BEGIN Provided passage
University students are also likely to possess a higher than average IQ. Though, Gichuhi adds, IQ of the donor is not the most important factor they consider in a donor since there are a multitude of factors that contribute to the intelligence of an offspring.
The clinic, however, records the race, complexion, height and other physical fitness parameters of the donor.
“What we don’t record is ethnicity. We don’t think it is an important factor for those interested in having healthy babies,” Gichuhi says.
Tom, 23, joined university as a JAB (Joint Admission Board) student to study medicine. Had he not made the cut-off mark, he doubts he would ever have made it to university.
Dangers of donating several times
Life was already wearing thin on the edges when he set foot on campus. Apart from Higher Education Loans Board money, Tom has no other sources of finance.
He is now preparing to go for a fourth donation.
“It is really not hard,” he says. “On the actual day you are giving the sample all you have to do is drop your pants and masturbate into the container.”
“It’s so easy. They give pornographic material to stimulate you, for those who can’t do it by themselves,” says Tom. Tom says he needs the money. And that he will likely go for many more rounds, if that is what it takes to survive through six years in medical school. According to Dr Gichuhi though, it is not recommended that a donor donates more than three times in a life time.
“If a donor donates many times there is a risk that the children borne of his sperms may actually meet in a sexual relationship in future.”
In other words a brother and a sister from the same father may end up as a couple leading to incest. Incest can lead to babies being born with congenital conditions. Austin is Tom’s friend and classmate.
Austin got to know about sperm donation from Tom and got interested immediately. Unlike Tom, Austin comes from a middle class family. “I was just fascinated with the phenomenon,” he says. “The rush of adrenaline; the sweet feeling that you actually have something that not all men have; the realisation that it is precious and someone will pay for it; the ecstasy that comes with masturbation.” The money, Austin says, is the bonus.
END Provided passage
Write the next part of the article on university students who donate sperm, picking up after its final sentence. The entries that follow are not needed for the task.
BEGIN Data section
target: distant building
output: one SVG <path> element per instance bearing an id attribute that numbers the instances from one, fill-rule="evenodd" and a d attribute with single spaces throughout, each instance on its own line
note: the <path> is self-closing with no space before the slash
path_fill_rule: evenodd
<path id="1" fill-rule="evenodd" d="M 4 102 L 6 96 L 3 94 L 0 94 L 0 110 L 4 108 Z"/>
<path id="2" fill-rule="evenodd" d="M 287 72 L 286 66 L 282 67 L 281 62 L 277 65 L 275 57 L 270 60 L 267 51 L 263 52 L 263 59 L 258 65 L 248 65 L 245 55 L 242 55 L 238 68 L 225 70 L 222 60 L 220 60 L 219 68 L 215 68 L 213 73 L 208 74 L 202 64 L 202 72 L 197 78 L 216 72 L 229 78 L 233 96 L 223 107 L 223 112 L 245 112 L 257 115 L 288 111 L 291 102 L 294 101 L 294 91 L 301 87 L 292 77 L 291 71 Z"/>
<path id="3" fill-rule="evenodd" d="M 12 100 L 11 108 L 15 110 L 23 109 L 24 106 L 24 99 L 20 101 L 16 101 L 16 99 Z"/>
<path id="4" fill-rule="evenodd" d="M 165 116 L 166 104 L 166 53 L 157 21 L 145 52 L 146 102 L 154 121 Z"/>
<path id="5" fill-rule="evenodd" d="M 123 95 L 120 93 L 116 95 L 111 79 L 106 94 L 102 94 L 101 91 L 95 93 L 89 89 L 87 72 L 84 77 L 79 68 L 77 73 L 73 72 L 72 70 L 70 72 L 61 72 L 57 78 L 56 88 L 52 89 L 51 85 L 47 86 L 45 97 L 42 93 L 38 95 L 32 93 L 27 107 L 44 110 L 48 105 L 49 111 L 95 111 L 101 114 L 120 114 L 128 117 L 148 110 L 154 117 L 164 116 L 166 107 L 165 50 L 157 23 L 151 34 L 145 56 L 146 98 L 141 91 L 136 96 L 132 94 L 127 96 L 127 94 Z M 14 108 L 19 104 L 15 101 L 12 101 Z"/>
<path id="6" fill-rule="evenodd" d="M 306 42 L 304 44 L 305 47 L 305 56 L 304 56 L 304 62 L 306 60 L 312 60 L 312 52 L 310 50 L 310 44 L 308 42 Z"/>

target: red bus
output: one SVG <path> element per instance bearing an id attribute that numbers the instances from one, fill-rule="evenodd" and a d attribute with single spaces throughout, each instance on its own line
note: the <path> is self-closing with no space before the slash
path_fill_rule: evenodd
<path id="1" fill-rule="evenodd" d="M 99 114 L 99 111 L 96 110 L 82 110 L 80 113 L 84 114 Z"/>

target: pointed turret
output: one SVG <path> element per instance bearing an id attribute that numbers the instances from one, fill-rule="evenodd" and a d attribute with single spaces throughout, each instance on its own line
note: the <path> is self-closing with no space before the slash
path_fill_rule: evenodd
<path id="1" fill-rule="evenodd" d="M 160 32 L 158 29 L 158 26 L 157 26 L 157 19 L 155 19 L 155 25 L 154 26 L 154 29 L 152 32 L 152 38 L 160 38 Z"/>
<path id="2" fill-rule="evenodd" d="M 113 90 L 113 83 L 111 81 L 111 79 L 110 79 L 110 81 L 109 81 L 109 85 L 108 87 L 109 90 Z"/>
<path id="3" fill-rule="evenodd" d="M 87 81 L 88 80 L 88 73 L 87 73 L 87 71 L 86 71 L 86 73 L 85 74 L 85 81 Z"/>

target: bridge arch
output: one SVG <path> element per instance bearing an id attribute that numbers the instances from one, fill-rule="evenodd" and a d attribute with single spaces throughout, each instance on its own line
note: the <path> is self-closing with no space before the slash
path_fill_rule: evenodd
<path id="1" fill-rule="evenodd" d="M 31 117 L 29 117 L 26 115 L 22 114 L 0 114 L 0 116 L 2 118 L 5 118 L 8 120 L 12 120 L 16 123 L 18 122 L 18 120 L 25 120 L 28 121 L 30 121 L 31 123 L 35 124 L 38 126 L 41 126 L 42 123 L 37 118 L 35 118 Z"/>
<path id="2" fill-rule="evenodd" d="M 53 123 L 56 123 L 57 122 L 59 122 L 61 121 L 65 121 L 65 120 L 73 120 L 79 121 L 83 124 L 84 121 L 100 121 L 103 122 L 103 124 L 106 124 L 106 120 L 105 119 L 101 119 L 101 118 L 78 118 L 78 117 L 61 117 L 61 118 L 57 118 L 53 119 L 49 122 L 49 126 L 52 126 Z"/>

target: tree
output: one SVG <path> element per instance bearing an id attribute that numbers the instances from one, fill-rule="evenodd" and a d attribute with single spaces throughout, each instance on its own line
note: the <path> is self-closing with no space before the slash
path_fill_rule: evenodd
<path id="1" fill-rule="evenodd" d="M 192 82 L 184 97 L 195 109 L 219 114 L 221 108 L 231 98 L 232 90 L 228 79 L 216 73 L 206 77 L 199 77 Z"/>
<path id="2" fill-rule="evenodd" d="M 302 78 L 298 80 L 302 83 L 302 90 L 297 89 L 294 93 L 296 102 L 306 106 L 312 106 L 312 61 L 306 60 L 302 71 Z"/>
END Data section
▸ Expected answer
At Nairobi fertility clinic, Gichuhi says, donors are given Sh2,000 per visit. “There are several visits that they have to make as we check them for physical illnesses as well as venereal diseases.”
The money the donor receives in total could go as high as Sh15,000. The whole process – from the first day at the clinic to donation and the testing of sperm quality – could last for months.Another university student, Apollo, taking engineering, is left gobsmacked when he learns that his sperms could fetch him Sh14,000.
Apollo boasts that he carries bushels of semen in his reservoirs and could make millions if allowed to let it flow.
“I would give every week. By the time I am graduating I would have enough money to start my own engineering firm,” he says, before asking for more information about where to go. Campus life, Apollo says, is hard without money. Even those who have enough for upkeep need more to have a zestful life and experience fun.
Apollo receives Sh50,000 from Helb. About Sh35,000 will go to paying for his school fees.
The surplus is what he stretches into a year’s worth of upkeep. He always comes up short. In a day, Apollo spends Sh50 on breakfast, Sh70 on lunch and a similar amount on supper. This makes Sh190.
For three and a half months he is in school for one semester he would spend nearly Sh20,000. “For those of us who only depend on Helb, it is not rosy surviving on Sh15,000,” he says. “You have to borrow or find other means to make money.”
Apollo has worked odd jobs like writing assignments for other students abroad through various websites, and selling vitamin supplements for a business that functions like a Ponzi scheme. “It is not easy work,” he says.
That is why he vows to make his way to the sperm bank, where with a weekly diet of roasted peanuts he can make Sh14,000 by stroking the magic wand.